Output the data verbatim, minus the images.

Top of Supplied data

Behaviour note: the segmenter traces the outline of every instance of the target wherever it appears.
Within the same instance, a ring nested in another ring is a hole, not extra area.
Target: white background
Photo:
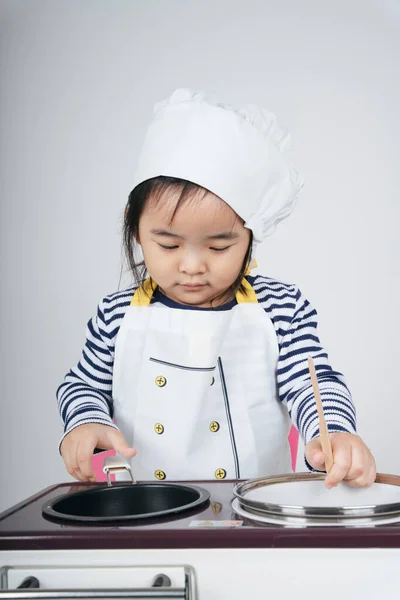
[[[318,309],[359,431],[399,474],[399,2],[0,0],[0,20],[0,510],[70,479],[55,390],[118,289],[140,145],[176,87],[290,130],[306,185],[259,272]]]

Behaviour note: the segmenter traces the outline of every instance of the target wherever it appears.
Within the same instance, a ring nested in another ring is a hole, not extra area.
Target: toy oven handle
[[[31,581],[32,580],[32,581]],[[185,587],[172,588],[171,580],[167,575],[160,573],[148,588],[131,589],[74,589],[74,590],[38,590],[39,581],[29,577],[22,582],[16,590],[0,590],[0,600],[72,600],[98,598],[101,600],[113,598],[158,598],[167,600],[169,598],[182,598],[182,600],[196,600],[196,586],[194,572],[185,568]]]

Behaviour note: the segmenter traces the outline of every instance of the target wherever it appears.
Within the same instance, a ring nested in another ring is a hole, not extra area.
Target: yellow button
[[[161,423],[156,423],[154,425],[154,431],[158,433],[158,435],[161,435],[162,433],[164,433],[164,425],[161,425]]]
[[[217,479],[225,479],[225,477],[226,477],[226,471],[225,471],[225,469],[217,469],[215,471],[215,477]]]
[[[167,385],[167,380],[162,375],[159,375],[156,377],[156,385],[158,385],[158,387],[164,387],[164,385]]]
[[[214,385],[214,383],[215,383],[215,377],[212,377],[210,385]]]
[[[213,511],[213,513],[220,513],[222,510],[221,502],[211,502],[211,510]]]
[[[157,469],[157,471],[155,471],[154,475],[156,476],[156,479],[165,479],[164,471],[159,471]]]
[[[217,423],[217,421],[213,421],[212,423],[210,423],[210,431],[215,433],[216,431],[218,431],[218,429],[219,429],[219,423]]]

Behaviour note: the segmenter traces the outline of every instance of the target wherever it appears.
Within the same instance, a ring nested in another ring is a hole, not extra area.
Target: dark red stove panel
[[[0,514],[0,550],[125,548],[400,548],[400,526],[289,529],[242,519],[231,508],[235,481],[185,482],[209,490],[210,504],[174,519],[77,525],[42,515],[45,502],[104,484],[59,484]],[[241,521],[241,527],[191,527],[192,521]]]

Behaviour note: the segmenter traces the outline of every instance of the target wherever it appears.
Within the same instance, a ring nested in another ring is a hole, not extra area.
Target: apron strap
[[[239,289],[236,292],[236,302],[238,304],[244,304],[245,302],[257,303],[257,295],[253,286],[245,277],[242,279],[242,286],[245,288],[246,293]],[[131,306],[149,306],[154,291],[151,279],[148,277],[134,293],[131,300]]]

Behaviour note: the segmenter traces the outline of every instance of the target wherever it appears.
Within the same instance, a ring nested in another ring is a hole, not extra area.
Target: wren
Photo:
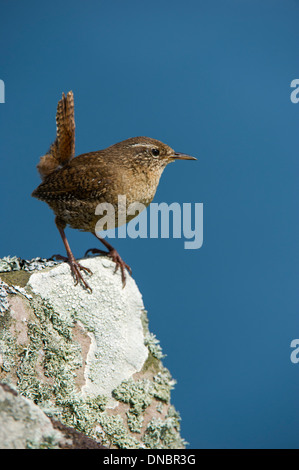
[[[56,113],[56,140],[37,165],[42,183],[32,196],[45,201],[56,216],[55,223],[64,243],[67,256],[54,255],[69,263],[75,283],[81,282],[91,291],[81,271],[91,271],[76,261],[65,235],[68,225],[74,229],[91,232],[108,251],[97,248],[87,250],[105,254],[121,270],[123,287],[125,271],[131,268],[104,238],[96,234],[99,216],[98,204],[106,202],[117,212],[118,196],[125,195],[127,204],[140,202],[148,206],[156,193],[161,174],[175,160],[196,160],[175,152],[171,147],[149,137],[133,137],[104,150],[75,157],[74,97],[70,91],[62,94]],[[128,222],[128,220],[126,220]],[[115,226],[118,226],[116,219]]]

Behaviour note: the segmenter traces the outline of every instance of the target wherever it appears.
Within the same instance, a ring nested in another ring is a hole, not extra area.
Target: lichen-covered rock
[[[0,449],[104,449],[99,442],[51,418],[0,383]]]
[[[174,381],[134,280],[123,289],[107,258],[80,262],[92,293],[66,263],[0,260],[0,381],[104,445],[184,447]]]

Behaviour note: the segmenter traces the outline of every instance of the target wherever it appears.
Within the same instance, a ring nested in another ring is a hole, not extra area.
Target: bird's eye
[[[158,155],[160,155],[160,150],[159,149],[152,149],[152,154],[154,155],[154,157],[157,157]]]

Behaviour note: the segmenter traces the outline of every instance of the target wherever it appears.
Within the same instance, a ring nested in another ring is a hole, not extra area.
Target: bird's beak
[[[174,160],[197,160],[195,157],[191,157],[191,155],[186,155],[185,153],[175,152],[171,155],[171,158]]]

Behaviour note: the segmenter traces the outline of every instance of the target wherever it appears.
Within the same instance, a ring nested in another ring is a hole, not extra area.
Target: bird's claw
[[[75,285],[78,284],[78,282],[81,282],[83,286],[92,292],[92,288],[89,286],[89,284],[85,281],[83,278],[82,274],[80,271],[85,271],[88,274],[92,274],[92,271],[89,268],[86,268],[85,266],[82,266],[82,264],[78,263],[78,261],[75,258],[68,258],[67,256],[62,256],[62,255],[53,255],[50,259],[57,259],[61,261],[65,261],[66,263],[69,263],[72,274],[75,279]]]
[[[123,259],[120,257],[120,255],[117,253],[117,251],[114,248],[109,250],[109,251],[99,250],[98,248],[90,248],[89,250],[86,251],[85,256],[88,253],[109,256],[109,258],[111,258],[112,261],[114,261],[114,263],[116,264],[114,273],[116,273],[118,271],[118,269],[120,268],[122,286],[123,286],[123,288],[125,287],[125,285],[126,285],[126,269],[131,275],[132,275],[132,269],[130,268],[130,266],[127,263],[125,263],[123,261]]]

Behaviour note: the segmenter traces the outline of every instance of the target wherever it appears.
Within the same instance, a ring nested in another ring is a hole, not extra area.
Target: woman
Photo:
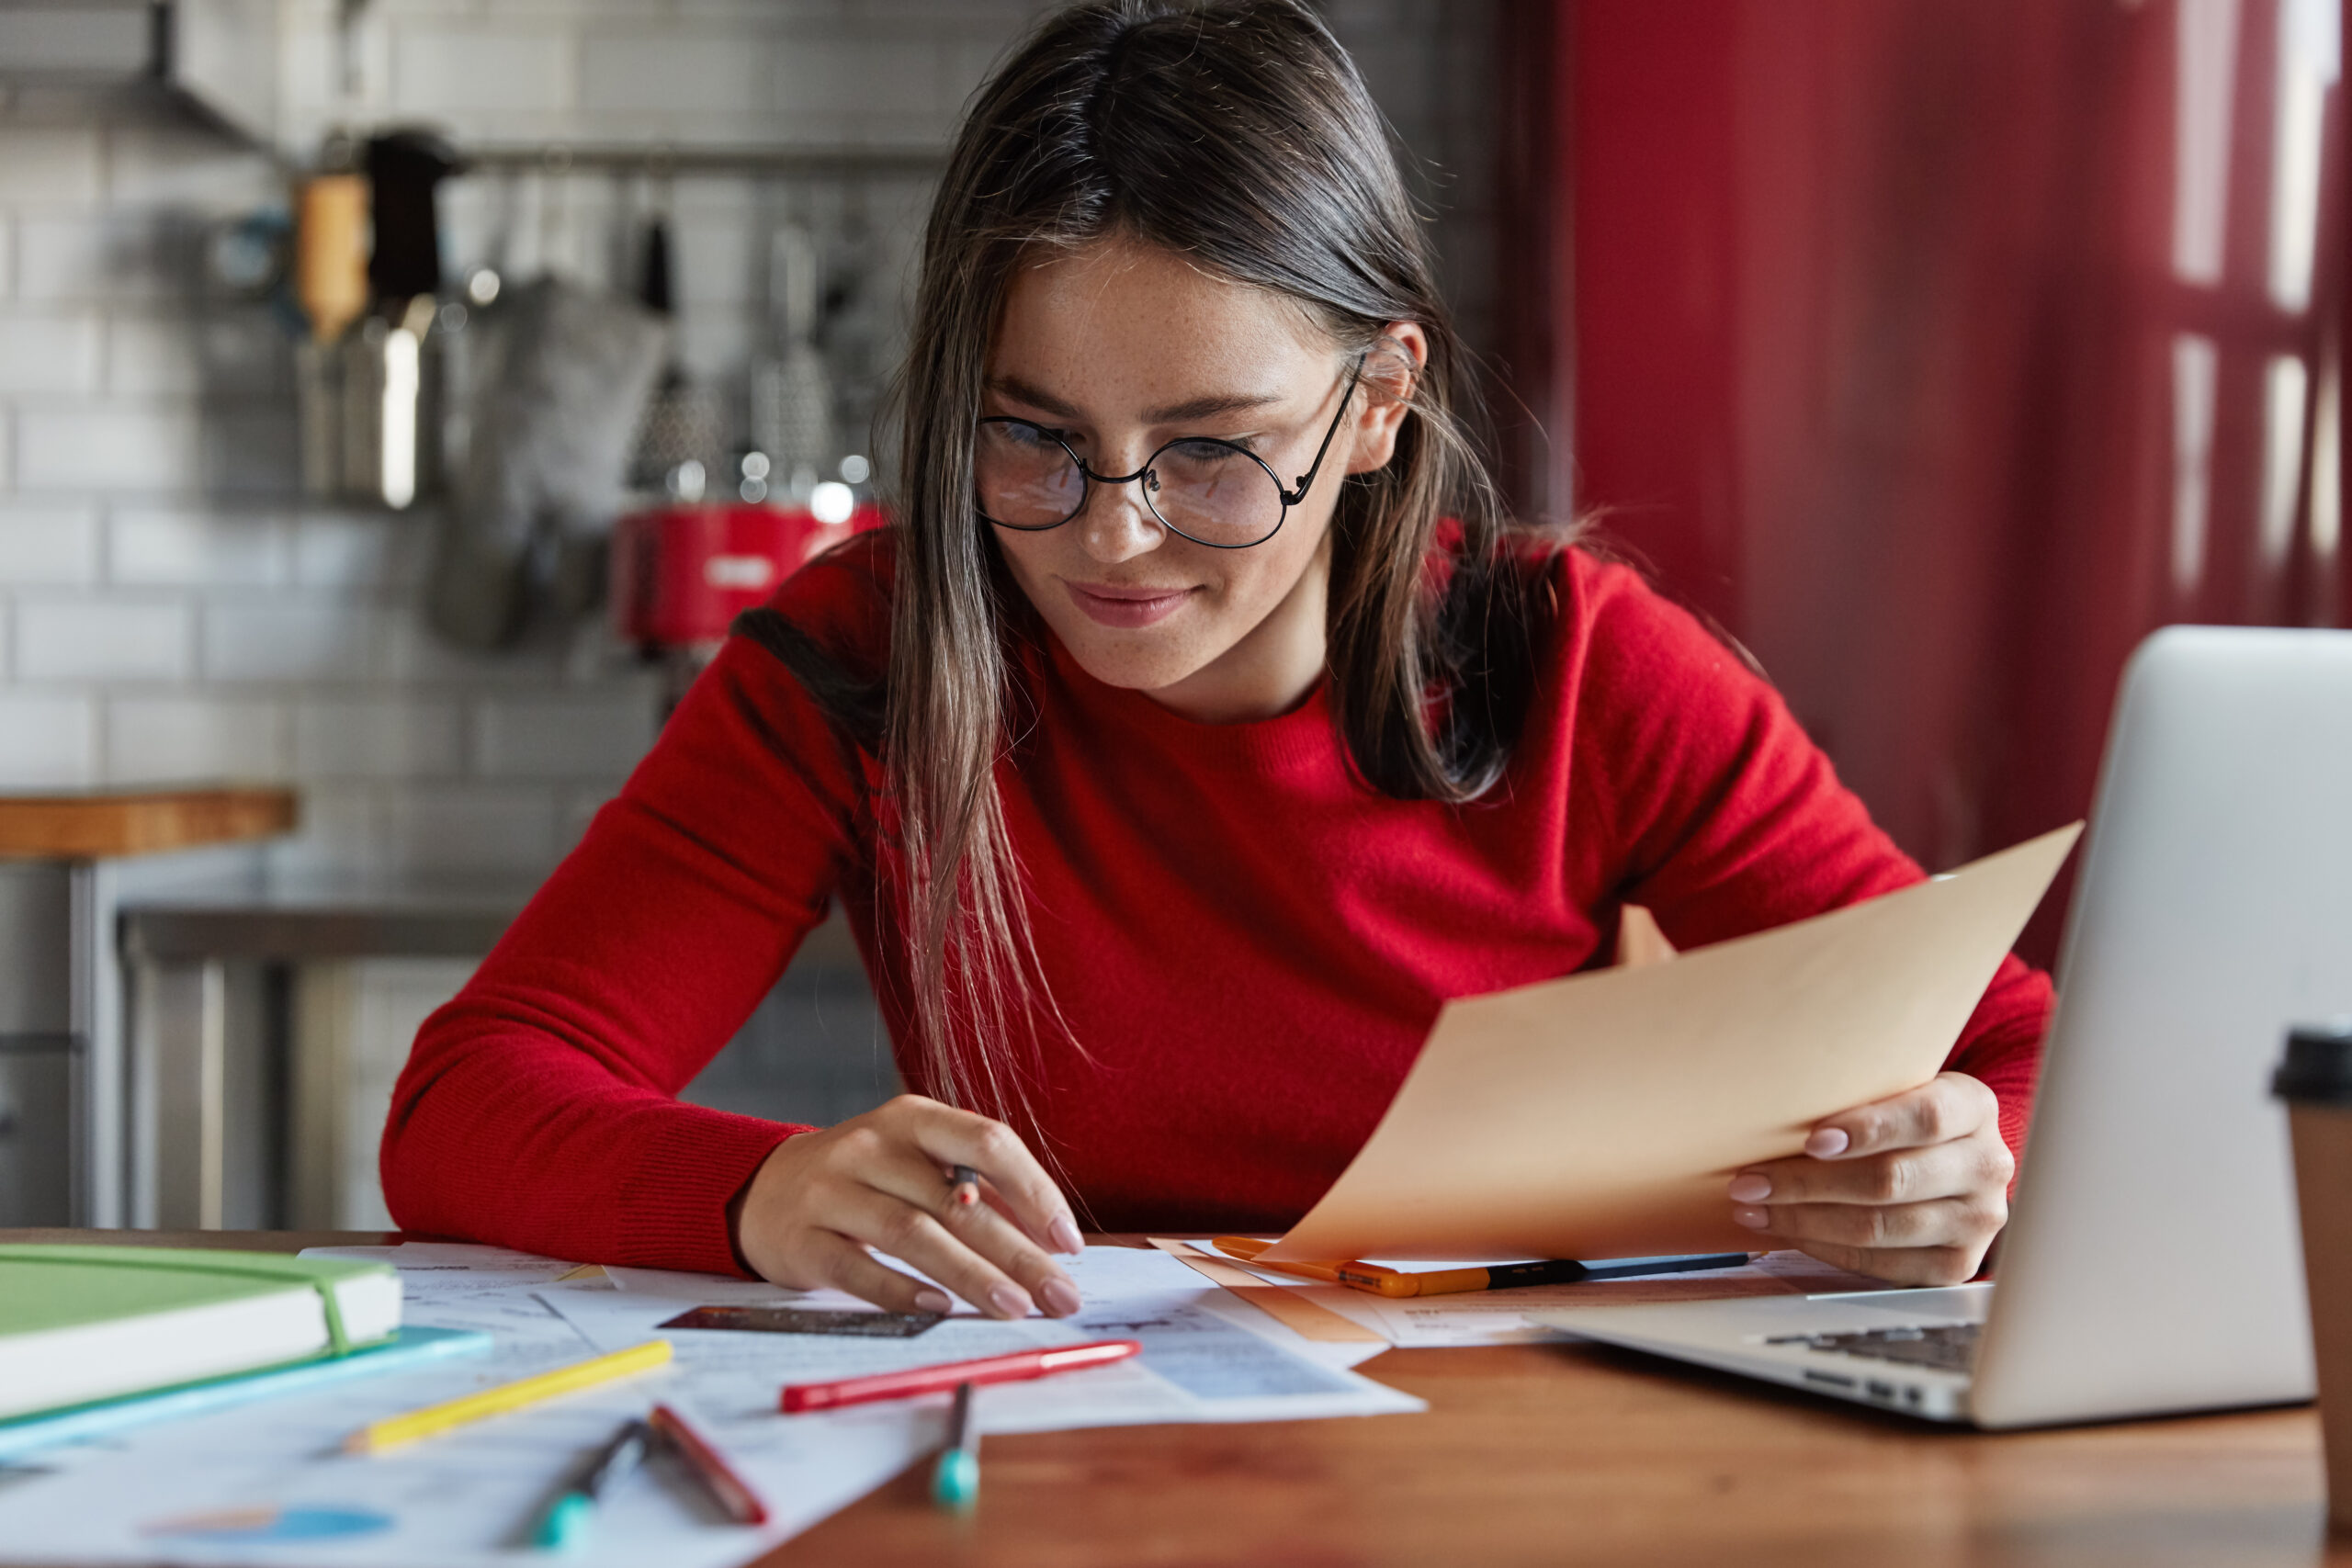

Bottom of Supplied data

The answer:
Behaviour note: the segmenter traces the outline of every instance of the target wherever it appears.
Within the same instance, a ring nested in another ring is a hole, not extra area.
Target: white background
Photo:
[[[318,309],[359,431],[399,474],[399,2],[0,0],[0,20],[0,510],[70,479],[55,390],[118,289],[140,145],[176,87],[290,130],[306,185],[259,272]]]

Behaviour note: the segmenter traces the outline of every instance of the target wherever it appears.
Within the same instance, a ring nested in another ring is a hole, not extra area.
Target: toy oven handle
[[[31,581],[32,580],[32,581]],[[185,587],[172,588],[171,580],[167,575],[160,573],[148,588],[131,589],[74,589],[74,590],[38,590],[39,581],[29,577],[22,582],[16,590],[0,590],[0,600],[72,600],[98,598],[101,600],[113,598],[158,598],[167,600],[169,598],[182,598],[182,600],[196,600],[196,586],[194,572],[185,568]]]

Behaviour note: the segmenter traces the outline of every instance of the target wherever it appears.
Within the same instance, a ring nested in another ring is a hole, not extra area.
Target: yellow button
[[[161,423],[156,423],[154,425],[154,431],[158,433],[158,435],[161,435],[162,433],[164,433],[164,425],[161,425]]]
[[[217,479],[225,479],[225,477],[226,477],[226,471],[225,471],[225,469],[217,469],[215,471],[215,477]]]
[[[167,385],[167,380],[162,375],[159,375],[156,377],[156,385],[158,385],[158,387],[164,387],[164,385]]]
[[[214,385],[214,383],[215,383],[215,377],[212,377],[210,385]]]
[[[213,511],[213,513],[220,513],[222,510],[221,502],[211,502],[211,510]]]
[[[157,469],[157,471],[155,471],[154,475],[156,476],[156,479],[165,479],[164,471],[159,471]]]
[[[217,423],[217,421],[213,421],[212,423],[210,423],[210,431],[215,433],[216,431],[218,431],[218,429],[219,429],[219,423]]]

Behaviour note: the segmenter traces the outline of every instance of the target wherever it appears.
Within the same instance, a ring nested in another ring is a hole, not extra area.
Target: dark red stove panel
[[[0,514],[0,550],[125,548],[400,548],[400,526],[289,529],[242,519],[231,508],[235,481],[185,482],[209,490],[210,504],[174,519],[77,525],[42,515],[45,502],[104,484],[59,484]],[[241,521],[241,527],[191,527],[192,521]]]

Behaviour note: the segmenter traces the outline of every instance of the target wherever it appears.
Within the same instance, a ring nested in another ring is a hole, not extra area.
Target: apron strap
[[[239,289],[236,292],[236,302],[238,304],[244,304],[245,302],[257,303],[257,295],[253,286],[245,277],[242,279],[242,286],[245,288],[246,293]],[[131,306],[149,306],[154,291],[151,279],[148,277],[134,293],[131,300]]]

Behaviour note: the segmenter traces the outline of every instance of the target wherever it appears.
Within the same instance, a ring nested in another ring is a hole, not extra area.
Target: wren
Photo:
[[[56,113],[56,140],[37,165],[42,183],[32,196],[45,201],[56,216],[55,223],[64,243],[67,256],[54,255],[69,263],[75,283],[81,282],[91,291],[81,271],[91,271],[76,261],[65,235],[68,225],[74,229],[91,232],[108,251],[97,248],[87,250],[105,254],[121,270],[123,287],[125,271],[131,268],[104,238],[96,234],[99,216],[98,204],[106,202],[117,212],[118,196],[125,195],[127,204],[140,202],[148,206],[156,193],[161,174],[175,160],[196,160],[175,152],[171,147],[149,137],[133,137],[104,150],[75,157],[74,97],[70,91],[62,94]],[[128,222],[128,220],[126,220]],[[115,226],[118,226],[116,219]]]

Behaviour note: the segmenter traces the outline of every instance of the target wherever it appears.
Within the same instance, a ring nested in another ring is a hole, not extra area.
Target: lichen-covered rock
[[[0,449],[104,449],[99,442],[51,418],[0,383]]]
[[[174,381],[134,280],[123,289],[107,258],[80,262],[92,293],[66,263],[0,260],[0,381],[104,445],[184,447]]]

Behaviour note: the segmenter traces the outline of every instance of the target wherever it appears.
Within the same instance, a ring nested in another ring is a hole, not extra area.
Target: bird's eye
[[[158,155],[160,155],[160,150],[159,149],[152,149],[152,154],[154,155],[154,157],[157,157]]]

Behaviour note: the segmenter traces the outline of every instance of the target wherever it appears.
Within the same instance, a ring nested in another ring is a hole, not extra area.
Target: bird's beak
[[[174,160],[197,160],[195,157],[191,157],[191,155],[186,155],[185,153],[175,152],[171,155],[171,158]]]

Behaviour note: the segmenter traces the outline of every instance of the target wherever it appears.
Within the same instance, a ring nested in another ring is a hole, not extra area.
Target: bird's claw
[[[75,285],[78,284],[78,282],[81,282],[83,286],[92,292],[92,288],[89,286],[89,284],[85,281],[83,278],[82,274],[80,271],[85,271],[88,274],[92,274],[92,271],[89,268],[86,268],[85,266],[82,266],[82,264],[78,263],[78,261],[75,258],[68,258],[67,256],[62,256],[62,255],[53,255],[50,259],[57,259],[61,261],[65,261],[66,263],[69,263],[72,274],[75,279]]]
[[[123,259],[120,257],[120,255],[117,253],[117,251],[114,248],[109,250],[109,251],[99,250],[98,248],[90,248],[89,250],[86,251],[85,256],[88,253],[109,256],[109,258],[111,258],[112,261],[114,261],[114,263],[116,264],[114,273],[116,273],[118,271],[118,269],[120,268],[122,286],[123,286],[123,288],[125,287],[125,285],[126,285],[126,269],[131,275],[132,275],[132,269],[130,268],[130,266],[127,263],[125,263],[123,261]]]

Behaviour note: the segmenter traces the outline of every instance of the target wherever it appears.
Within the same instance, a ring nested in another ring is a hole, not extra area.
Target: woman
Photo:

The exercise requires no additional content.